● **Texte fourni**
====
On comprend que le troubadour qui gagnait son pain de cour en cour ait exalté de la sorte sa domina. Mais pour quelle raison les troubadours de haut rang, les princes, les comtes, les rois, dont on voit mal qu’ils aient eu à se soumettre pour séduire leurs dames, auraient adopté cette position? Comment ne pas douter de la sincérité de leur expression poétique?

Il se pourrait que cette voie de recherche se révèle inopérante du moment qu’il n’existe aucun instrument d’analyse capable de calibrer la “sincérité” de leur manifestation poétique. Nous manquons de données sur les structures mentales de ces auteurs, sur leurs désirs et leurs peurs, sauf pour les idées qui s’expriment dans leurs propres œuvres.

Et cependant, nous croyons qu’à partir des circonstances de production l’on peut affirmer l’”authenticité” de leur expression poétique. Étant donné le parallélisme fictif que l’on propose entre le poète et l’amant, les valeurs courtoises sont exaltées d’un point de vue subjectif mais partagé avec son auditoire. Le troubadour ou la trobairitz exprime, sous le couvert d’une expérience personnelle, des sentiments, des désirs que le public a aussi éprouvés ou voudrait éprouver. Kölher (1964)...

 

Du moment qu’il s’agit d’une sorte d’aveu, ce que le sujet affirme sentir ou apprécier, est considéré par le récepteur du produit comme authentique.

Nous ne croyons donc pas que le thème de la sincérité soit un argument valable pour analyser la production occitane et, encore moins, pour juger différemment la production des trobairitz.
====
● **Consigne A**
D'après le texte sur les troubadours, sur quoi manquons-nous de données concernant ces auteurs, en dehors des idées exprimées dans leurs propres œuvres ?
● **Consigne B**
Recopiez fidèlement le passage du texte sur les troubadours qui débute par « Et cependant, nous » et s'achève sur « production des trobairitz. ».

● **Données extraites**
====
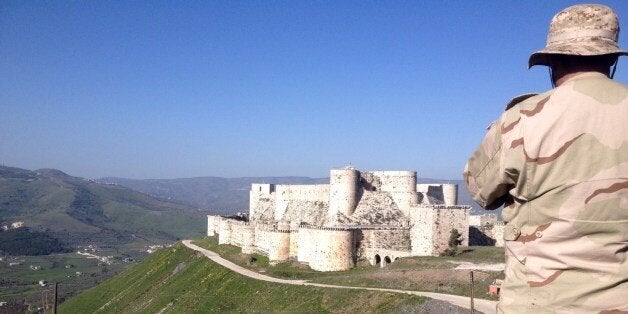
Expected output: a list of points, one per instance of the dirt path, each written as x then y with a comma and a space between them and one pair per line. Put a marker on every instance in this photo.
481, 305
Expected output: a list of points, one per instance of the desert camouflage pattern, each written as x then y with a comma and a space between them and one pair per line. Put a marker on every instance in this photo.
558, 162
584, 30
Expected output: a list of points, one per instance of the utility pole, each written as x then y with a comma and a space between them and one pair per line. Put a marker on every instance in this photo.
471, 286
54, 309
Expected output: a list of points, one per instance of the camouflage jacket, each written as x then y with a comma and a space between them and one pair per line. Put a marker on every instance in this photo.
558, 162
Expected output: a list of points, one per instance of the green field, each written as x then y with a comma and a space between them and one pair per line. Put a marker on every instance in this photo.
78, 212
180, 280
434, 274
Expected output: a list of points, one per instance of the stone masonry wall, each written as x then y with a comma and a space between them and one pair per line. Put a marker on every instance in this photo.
284, 194
333, 250
446, 219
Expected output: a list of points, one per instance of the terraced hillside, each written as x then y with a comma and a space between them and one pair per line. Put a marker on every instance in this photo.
80, 212
178, 280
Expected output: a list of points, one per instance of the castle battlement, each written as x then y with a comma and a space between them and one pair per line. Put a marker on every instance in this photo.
360, 215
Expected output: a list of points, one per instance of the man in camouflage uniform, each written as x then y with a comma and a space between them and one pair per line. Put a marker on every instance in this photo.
558, 161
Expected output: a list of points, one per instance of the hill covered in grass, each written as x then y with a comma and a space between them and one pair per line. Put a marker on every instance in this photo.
75, 211
179, 280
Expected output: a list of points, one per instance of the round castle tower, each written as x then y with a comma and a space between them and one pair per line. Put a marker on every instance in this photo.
343, 191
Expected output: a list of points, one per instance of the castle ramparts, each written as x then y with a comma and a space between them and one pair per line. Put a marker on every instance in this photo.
374, 217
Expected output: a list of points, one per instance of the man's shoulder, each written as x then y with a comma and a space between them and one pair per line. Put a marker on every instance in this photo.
525, 100
600, 88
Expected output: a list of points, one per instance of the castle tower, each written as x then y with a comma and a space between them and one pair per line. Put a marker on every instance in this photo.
402, 187
343, 191
450, 194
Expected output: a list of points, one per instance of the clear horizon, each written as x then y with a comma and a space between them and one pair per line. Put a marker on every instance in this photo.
165, 90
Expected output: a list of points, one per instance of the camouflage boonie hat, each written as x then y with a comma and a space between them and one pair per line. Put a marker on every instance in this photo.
581, 30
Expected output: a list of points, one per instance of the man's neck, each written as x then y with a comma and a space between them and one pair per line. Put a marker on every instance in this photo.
567, 76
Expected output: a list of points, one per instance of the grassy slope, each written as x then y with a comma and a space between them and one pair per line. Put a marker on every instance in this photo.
178, 280
427, 273
118, 220
79, 211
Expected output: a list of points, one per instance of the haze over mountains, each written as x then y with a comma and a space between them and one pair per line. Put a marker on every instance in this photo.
230, 195
78, 211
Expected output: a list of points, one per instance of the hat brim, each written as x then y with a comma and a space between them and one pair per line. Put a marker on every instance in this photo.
598, 47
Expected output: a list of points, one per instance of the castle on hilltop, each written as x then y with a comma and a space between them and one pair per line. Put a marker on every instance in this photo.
373, 217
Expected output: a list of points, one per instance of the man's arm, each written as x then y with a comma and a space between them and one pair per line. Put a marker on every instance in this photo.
483, 173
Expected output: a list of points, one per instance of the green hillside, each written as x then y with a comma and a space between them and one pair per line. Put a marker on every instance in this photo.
81, 212
179, 280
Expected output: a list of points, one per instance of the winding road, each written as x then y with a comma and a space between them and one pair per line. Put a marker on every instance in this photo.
481, 305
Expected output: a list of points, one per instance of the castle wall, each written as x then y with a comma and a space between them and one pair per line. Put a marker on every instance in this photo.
392, 243
305, 248
422, 231
212, 225
294, 242
487, 235
262, 238
450, 194
284, 194
482, 220
243, 235
333, 249
259, 193
224, 233
279, 245
402, 187
432, 226
448, 218
343, 191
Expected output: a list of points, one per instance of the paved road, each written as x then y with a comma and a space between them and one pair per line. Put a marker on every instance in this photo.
481, 305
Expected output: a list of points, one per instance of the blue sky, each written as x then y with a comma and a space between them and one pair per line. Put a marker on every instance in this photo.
168, 89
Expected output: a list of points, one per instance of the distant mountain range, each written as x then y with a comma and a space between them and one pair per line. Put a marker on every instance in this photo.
231, 195
78, 211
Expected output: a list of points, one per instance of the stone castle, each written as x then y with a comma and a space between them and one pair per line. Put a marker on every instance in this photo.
373, 217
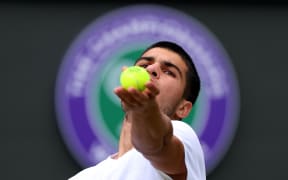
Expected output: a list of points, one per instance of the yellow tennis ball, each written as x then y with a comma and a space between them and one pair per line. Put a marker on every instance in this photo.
134, 76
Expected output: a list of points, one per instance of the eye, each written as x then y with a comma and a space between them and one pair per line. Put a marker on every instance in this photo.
168, 72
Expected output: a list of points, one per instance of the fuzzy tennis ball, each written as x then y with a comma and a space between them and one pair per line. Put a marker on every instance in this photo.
134, 76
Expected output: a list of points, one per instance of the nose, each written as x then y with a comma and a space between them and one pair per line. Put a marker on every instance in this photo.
154, 70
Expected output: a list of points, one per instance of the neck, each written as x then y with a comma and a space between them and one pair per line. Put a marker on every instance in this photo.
125, 138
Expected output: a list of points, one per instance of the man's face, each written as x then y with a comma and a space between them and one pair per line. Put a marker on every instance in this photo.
168, 72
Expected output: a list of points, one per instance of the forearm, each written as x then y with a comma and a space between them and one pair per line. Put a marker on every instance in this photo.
151, 129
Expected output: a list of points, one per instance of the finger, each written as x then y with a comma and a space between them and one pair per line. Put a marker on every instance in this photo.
151, 89
124, 67
138, 96
127, 96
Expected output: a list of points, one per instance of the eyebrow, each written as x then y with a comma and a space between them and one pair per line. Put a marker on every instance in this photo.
165, 62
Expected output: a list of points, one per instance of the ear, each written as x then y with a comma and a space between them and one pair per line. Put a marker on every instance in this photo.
183, 109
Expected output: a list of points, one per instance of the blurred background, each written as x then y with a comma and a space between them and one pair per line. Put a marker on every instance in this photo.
34, 37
====
● **Réponse finale A**
Sur leurs structures mentales, leurs désirs et leurs peurs.

● **Réponse finale B**
Et cependant, nous croyons qu’à partir des circonstances de production l’on peut affirmer l’”authenticité” de leur expression poétique. Étant donné le parallélisme fictif que l’on propose entre le poète et l’amant, les valeurs courtoises sont exaltées d’un point de vue subjectif mais partagé avec son auditoire. Le troubadour ou la trobairitz exprime, sous le couvert d’une expérience personnelle, des sentiments, des désirs que le public a aussi éprouvés ou voudrait éprouver. Kölher (1964)...

 

Du moment qu’il s’agit d’une sorte d’aveu, ce que le sujet affirme sentir ou apprécier, est considéré par le récepteur du produit comme authentique.

Nous ne croyons donc pas que le thème de la sincérité soit un argument valable pour analyser la production occitane et, encore moins, pour juger différemment la production des trobairitz.